#### EXERCISE MATERIALS

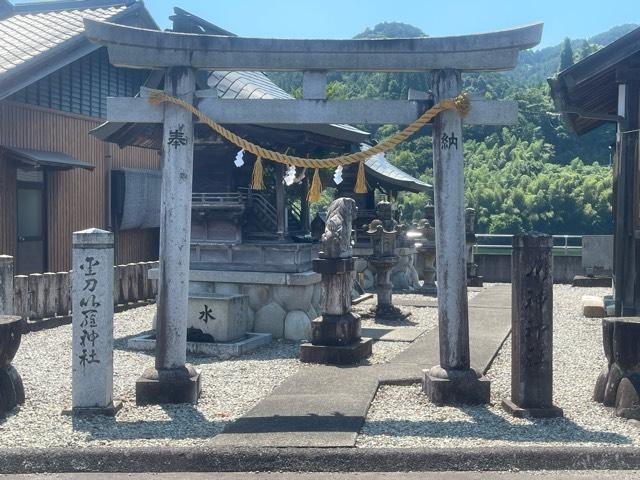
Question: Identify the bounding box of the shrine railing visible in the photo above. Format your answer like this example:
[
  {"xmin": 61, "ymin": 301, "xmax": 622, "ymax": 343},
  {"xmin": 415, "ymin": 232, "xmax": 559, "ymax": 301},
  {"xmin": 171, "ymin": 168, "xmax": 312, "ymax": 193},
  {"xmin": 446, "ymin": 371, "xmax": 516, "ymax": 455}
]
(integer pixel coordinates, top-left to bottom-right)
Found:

########

→ TASK DESCRIPTION
Reproduce every line of the items above word for word, leaving out the pictures.

→ RESPONSE TO THIS EXERCISE
Question: Identify the bounding box of the shrine railing visible in the photo above. Format your answer like this example:
[
  {"xmin": 61, "ymin": 301, "xmax": 622, "ymax": 343},
  {"xmin": 415, "ymin": 232, "xmax": 559, "ymax": 301},
  {"xmin": 171, "ymin": 168, "xmax": 312, "ymax": 193},
  {"xmin": 446, "ymin": 371, "xmax": 516, "ymax": 455}
]
(integer pixel coordinates, top-left to bottom-right)
Found:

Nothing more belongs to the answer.